Data for this task →
────────

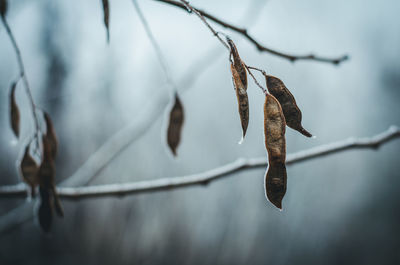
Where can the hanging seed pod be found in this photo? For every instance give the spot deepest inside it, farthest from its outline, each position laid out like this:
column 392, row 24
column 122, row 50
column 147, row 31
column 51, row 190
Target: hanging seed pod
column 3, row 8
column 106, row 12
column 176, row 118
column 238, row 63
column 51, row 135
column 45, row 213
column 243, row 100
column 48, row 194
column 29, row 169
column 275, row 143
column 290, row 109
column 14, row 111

────────

Return exactly what appears in the records from the line with "column 122, row 50" through the final line, and nothing else.

Problem solution →
column 122, row 50
column 147, row 31
column 51, row 190
Target: hanging seed pod
column 3, row 8
column 106, row 12
column 176, row 118
column 238, row 63
column 51, row 135
column 45, row 213
column 243, row 100
column 48, row 194
column 29, row 169
column 275, row 143
column 290, row 109
column 14, row 111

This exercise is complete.